** SET PROBLEM **
Give back the entire listing verbatim.
____________________
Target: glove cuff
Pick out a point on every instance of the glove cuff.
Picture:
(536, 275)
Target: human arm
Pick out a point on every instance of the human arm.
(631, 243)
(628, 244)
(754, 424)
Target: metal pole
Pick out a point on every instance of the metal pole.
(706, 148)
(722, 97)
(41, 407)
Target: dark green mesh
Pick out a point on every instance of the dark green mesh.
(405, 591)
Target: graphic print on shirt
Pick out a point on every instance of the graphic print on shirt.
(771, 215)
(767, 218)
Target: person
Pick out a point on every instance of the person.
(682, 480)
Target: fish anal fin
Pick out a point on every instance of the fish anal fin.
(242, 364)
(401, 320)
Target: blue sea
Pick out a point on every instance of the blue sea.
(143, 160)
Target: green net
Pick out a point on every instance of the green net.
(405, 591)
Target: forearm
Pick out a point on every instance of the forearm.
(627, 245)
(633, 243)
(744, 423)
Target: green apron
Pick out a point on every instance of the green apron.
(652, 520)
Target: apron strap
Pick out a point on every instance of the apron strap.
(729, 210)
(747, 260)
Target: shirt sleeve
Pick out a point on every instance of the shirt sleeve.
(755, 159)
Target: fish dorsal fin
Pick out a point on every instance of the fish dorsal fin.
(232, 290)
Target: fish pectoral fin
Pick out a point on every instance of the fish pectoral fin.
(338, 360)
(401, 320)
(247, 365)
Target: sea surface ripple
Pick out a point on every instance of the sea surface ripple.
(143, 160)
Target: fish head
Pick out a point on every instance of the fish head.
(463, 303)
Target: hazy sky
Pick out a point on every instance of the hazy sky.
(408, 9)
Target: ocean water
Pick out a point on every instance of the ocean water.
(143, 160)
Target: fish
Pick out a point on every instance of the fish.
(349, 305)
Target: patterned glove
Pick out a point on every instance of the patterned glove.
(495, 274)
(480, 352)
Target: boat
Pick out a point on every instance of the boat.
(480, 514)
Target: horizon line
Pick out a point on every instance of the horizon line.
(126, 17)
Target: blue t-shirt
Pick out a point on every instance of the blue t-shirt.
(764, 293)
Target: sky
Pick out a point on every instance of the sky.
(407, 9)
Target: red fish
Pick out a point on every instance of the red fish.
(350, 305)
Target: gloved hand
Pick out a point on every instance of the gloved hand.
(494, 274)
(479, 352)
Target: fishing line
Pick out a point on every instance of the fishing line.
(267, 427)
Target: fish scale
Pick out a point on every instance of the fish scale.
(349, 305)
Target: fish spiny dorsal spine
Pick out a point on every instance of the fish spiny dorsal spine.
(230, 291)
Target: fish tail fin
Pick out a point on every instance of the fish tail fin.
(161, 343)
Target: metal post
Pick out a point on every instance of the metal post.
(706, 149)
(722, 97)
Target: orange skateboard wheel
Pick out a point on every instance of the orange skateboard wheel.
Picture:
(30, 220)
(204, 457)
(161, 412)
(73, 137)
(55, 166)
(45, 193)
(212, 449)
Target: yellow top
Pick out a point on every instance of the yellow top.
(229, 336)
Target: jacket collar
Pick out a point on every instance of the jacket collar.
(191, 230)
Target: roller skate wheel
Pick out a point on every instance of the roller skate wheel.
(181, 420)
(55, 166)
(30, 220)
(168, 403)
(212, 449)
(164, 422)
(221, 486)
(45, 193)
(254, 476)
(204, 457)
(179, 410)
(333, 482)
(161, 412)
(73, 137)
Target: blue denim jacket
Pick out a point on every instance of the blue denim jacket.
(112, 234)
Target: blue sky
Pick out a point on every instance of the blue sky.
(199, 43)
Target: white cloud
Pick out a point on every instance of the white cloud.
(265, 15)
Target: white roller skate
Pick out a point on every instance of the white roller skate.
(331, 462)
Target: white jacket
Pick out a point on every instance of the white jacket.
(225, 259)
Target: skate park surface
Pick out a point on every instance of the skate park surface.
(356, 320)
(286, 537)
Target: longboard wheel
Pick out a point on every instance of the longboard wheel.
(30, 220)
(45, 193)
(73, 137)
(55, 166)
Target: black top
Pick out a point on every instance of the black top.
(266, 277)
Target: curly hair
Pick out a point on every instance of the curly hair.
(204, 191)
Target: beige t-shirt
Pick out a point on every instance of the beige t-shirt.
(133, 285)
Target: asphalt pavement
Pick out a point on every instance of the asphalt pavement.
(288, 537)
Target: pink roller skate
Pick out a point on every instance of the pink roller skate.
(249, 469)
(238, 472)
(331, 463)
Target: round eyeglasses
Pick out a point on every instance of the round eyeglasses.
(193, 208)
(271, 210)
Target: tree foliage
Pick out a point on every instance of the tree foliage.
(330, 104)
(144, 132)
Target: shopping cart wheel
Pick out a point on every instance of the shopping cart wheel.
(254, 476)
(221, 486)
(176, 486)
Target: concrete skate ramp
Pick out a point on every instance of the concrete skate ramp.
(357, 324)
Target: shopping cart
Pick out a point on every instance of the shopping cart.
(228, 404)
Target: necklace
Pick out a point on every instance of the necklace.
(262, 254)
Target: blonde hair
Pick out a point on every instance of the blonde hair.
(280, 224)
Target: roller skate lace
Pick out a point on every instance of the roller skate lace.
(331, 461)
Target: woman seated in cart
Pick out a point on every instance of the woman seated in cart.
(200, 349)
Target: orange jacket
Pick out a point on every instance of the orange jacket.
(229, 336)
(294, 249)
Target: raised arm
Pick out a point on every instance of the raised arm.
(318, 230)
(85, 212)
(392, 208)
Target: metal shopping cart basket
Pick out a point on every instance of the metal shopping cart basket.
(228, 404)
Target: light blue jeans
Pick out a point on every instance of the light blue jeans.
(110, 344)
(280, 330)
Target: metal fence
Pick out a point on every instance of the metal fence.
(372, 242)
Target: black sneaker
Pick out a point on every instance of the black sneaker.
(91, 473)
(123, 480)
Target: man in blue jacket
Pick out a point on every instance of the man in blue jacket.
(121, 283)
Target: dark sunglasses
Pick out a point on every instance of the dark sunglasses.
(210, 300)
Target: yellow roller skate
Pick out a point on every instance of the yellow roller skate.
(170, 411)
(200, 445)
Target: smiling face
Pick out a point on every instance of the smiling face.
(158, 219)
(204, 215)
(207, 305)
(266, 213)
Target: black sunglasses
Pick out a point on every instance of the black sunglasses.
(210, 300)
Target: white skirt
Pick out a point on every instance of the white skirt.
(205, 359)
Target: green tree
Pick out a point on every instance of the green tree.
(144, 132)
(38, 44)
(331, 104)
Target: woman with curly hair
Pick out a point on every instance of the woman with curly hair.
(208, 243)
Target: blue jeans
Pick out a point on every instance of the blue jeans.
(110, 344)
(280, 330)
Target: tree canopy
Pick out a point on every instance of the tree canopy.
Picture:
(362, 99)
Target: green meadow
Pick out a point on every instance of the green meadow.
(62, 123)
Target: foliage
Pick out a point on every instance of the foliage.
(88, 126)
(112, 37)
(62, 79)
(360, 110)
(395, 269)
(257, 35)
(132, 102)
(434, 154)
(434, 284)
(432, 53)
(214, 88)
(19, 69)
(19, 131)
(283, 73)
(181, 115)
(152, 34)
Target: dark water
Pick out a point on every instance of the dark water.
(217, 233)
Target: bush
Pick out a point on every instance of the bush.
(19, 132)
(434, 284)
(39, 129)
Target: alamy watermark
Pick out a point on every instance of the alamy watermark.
____________________
** RESULT OF THIS EXERCISE **
Target: glove cuff
Pick out a point on every instance of the glove cuff.
Picture:
(536, 275)
Target: human arm
Pick out a point on every instance of the human arm.
(631, 243)
(628, 244)
(754, 424)
Target: metal pole
Pick out a point on every instance of the metal pole.
(706, 148)
(722, 97)
(41, 407)
Target: dark green mesh
Pick out a point on every instance of the dark green mesh.
(405, 591)
Target: graphic print on shirt
Pick out a point on every instance of the graphic print on shirt.
(771, 215)
(767, 218)
Target: person
Pick out a point on every instance of the person.
(682, 480)
Target: fish anal fin
Pick out a point on every instance of the fish anal fin.
(242, 364)
(401, 320)
Target: blue sea
Pick out a point on every instance of the blue sea.
(143, 160)
Target: green net
Pick out a point on every instance of the green net.
(405, 591)
Target: forearm
Pick out a point on every instance of the forearm.
(627, 245)
(633, 243)
(744, 423)
Target: green apron
Pick out a point on every instance of the green apron.
(652, 520)
Target: apron strap
Pick out a point on every instance of the apron strap.
(729, 210)
(747, 260)
Target: shirt sleeve
Pick out a point on every instance of the shirt sleeve.
(755, 159)
Target: fish dorsal fin
Pick out a point on every instance of the fish dorsal fin.
(232, 290)
Target: fish pectoral fin
Pick out a point on every instance of the fish pectoral fin.
(338, 360)
(401, 320)
(247, 365)
Target: sea surface ripple
Pick out a point on every instance of the sea surface ripple.
(143, 160)
Target: fish head
Pick out a point on every instance of the fish head.
(463, 303)
Target: hazy sky
Pick out a point on every instance of the hazy sky.
(408, 9)
Target: ocean water
Pick out a point on every instance of the ocean water.
(143, 160)
Target: fish
Pick out a point on every instance of the fish.
(349, 305)
Target: patterned glove
Pick out a point on every instance of the patterned glove.
(495, 274)
(480, 352)
Target: boat
Pick out a point on every instance of the boat.
(480, 514)
Target: horizon line
Pick out a point on every instance of the horizon line.
(126, 17)
Target: blue t-shirt
Pick out a point on every instance of the blue t-shirt.
(764, 293)
Target: sky
Pick out a point on every instance of the sky.
(407, 9)
Target: red fish
Pick out a point on every instance of the red fish.
(350, 305)
Target: gloved hand
Pick out a point on every instance of the gloved hand.
(494, 274)
(479, 352)
Target: fishing line
Pick out a point on every instance of the fishing line.
(267, 427)
Target: fish scale
Pick out a point on every instance of the fish scale.
(349, 305)
Target: fish spiny dorsal spine
Pick out a point on every instance of the fish spiny dorsal spine.
(230, 291)
Target: fish tail fin
Pick out a point on every instance of the fish tail fin.
(161, 343)
Target: metal post
Pick out a point on every instance of the metal post.
(706, 149)
(722, 97)
Target: orange skateboard wheel
Pick out a point on every instance of the orange skateboard wheel.
Picture:
(30, 220)
(204, 457)
(161, 412)
(73, 137)
(55, 166)
(45, 193)
(212, 449)
Target: yellow top
Pick out a point on every instance of the yellow top.
(229, 336)
Target: jacket collar
Pick out a point on every instance of the jacket collar.
(191, 230)
Target: roller skate wheel
Pick out a point on every instance of the roller skate wheel.
(181, 420)
(55, 166)
(30, 220)
(168, 403)
(212, 449)
(164, 422)
(221, 486)
(45, 193)
(254, 476)
(204, 457)
(179, 410)
(333, 482)
(161, 412)
(73, 137)
Target: blue denim jacket
Pick out a point on every instance of the blue denim jacket.
(112, 234)
Target: blue sky
Pick out a point on every instance of the blue sky.
(199, 43)
Target: white cloud
Pick out a point on every instance of the white cloud.
(265, 15)
Target: white roller skate
Pick out a point on every instance of the white roller skate.
(331, 462)
Target: white jacket
Pick out a point on every instance of the white jacket.
(225, 259)
Target: skate park surface
Pick out a point on every instance of the skate park surface.
(356, 320)
(286, 537)
Target: longboard wheel
Pick out a point on every instance of the longboard wheel.
(30, 220)
(45, 193)
(73, 137)
(55, 166)
Target: black top
Pick out a point on every instance of the black top.
(266, 277)
Target: curly hair
Pick out a point on every instance of the curly hair.
(204, 191)
Target: beige t-shirt
Pick out a point on every instance of the beige t-shirt.
(133, 285)
Target: asphalt pavement
Pick out a point on every instance of the asphalt pavement.
(288, 537)
Target: pink roller skate
Pick out a point on every instance of the pink roller skate.
(249, 469)
(238, 472)
(331, 463)
Target: round eyeglasses
Pick out a point on every instance of the round eyeglasses.
(193, 208)
(271, 210)
Target: tree foliage
Pick out a point on every instance of the tree foliage.
(330, 104)
(144, 132)
Target: shopping cart wheel
Pick out a point on every instance of the shopping cart wheel.
(254, 476)
(221, 486)
(176, 486)
Target: concrete skate ramp
Pick out a point on every instance of the concrete skate ramp.
(357, 324)
Target: shopping cart
Pick out a point on every instance of the shopping cart.
(228, 404)
Target: necklace
Pick out a point on every instance of the necklace.
(262, 254)
Target: blonde hair
Pick out a point on every instance of the blonde hair.
(280, 224)
Target: roller skate lace
Pick out a point on every instance of the roller skate lace.
(331, 461)
Target: woman seated in cart
Pick out a point on every instance of the woman seated in cart.
(200, 349)
Target: orange jacket
Pick out a point on every instance of the orange jacket.
(229, 336)
(294, 249)
Target: raised arm
Pick out a point on every instance of the raised arm.
(318, 230)
(85, 212)
(392, 208)
Target: metal shopping cart basket
Pick out a point on every instance of the metal shopping cart basket.
(228, 404)
Target: light blue jeans
Pick out a point on every instance of the light blue jeans.
(110, 344)
(280, 330)
Target: metal fence
Pick out a point on every instance of the metal fence.
(372, 242)
Target: black sneaker
Pick out a point on every instance of the black sneaker.
(91, 473)
(123, 480)
Target: man in blue jacket
Pick out a point on every instance of the man in blue jacket.
(121, 283)
Target: dark sunglasses
Pick out a point on every instance of the dark sunglasses.
(210, 300)
Target: yellow roller skate
Pick out a point on every instance of the yellow roller skate.
(170, 411)
(200, 445)
Target: smiling face
Pick out a point on every instance of the smiling face.
(158, 219)
(204, 215)
(207, 305)
(266, 213)
Target: black sunglasses
Pick out a point on every instance of the black sunglasses.
(210, 300)
Target: white skirt
Pick out a point on every instance of the white skirt.
(205, 359)
Target: green tree
Pick out a point on every instance of the green tree.
(144, 132)
(38, 44)
(331, 104)
Target: woman with curly hair
Pick out a point on every instance of the woman with curly hair.
(208, 243)
Target: blue jeans
Pick out a point on every instance of the blue jeans.
(110, 344)
(280, 330)
Target: tree canopy
Pick out a point on every instance of the tree canopy.
Picture:
(362, 99)
Target: green meadow
Pick out a point on every instance of the green meadow.
(62, 123)
Target: foliage
Pick out a point on every instance of the foliage.
(88, 126)
(112, 37)
(62, 79)
(360, 110)
(395, 269)
(257, 35)
(132, 102)
(434, 154)
(434, 284)
(432, 53)
(214, 88)
(19, 69)
(19, 131)
(283, 73)
(181, 115)
(152, 34)
Target: dark water
Pick out a point on every instance of the dark water.
(217, 233)
Target: bush
Pick out a point on every instance of the bush.
(19, 132)
(434, 284)
(39, 129)
Target: alamy watermark
Pick out a point on every instance of the alamy watermark.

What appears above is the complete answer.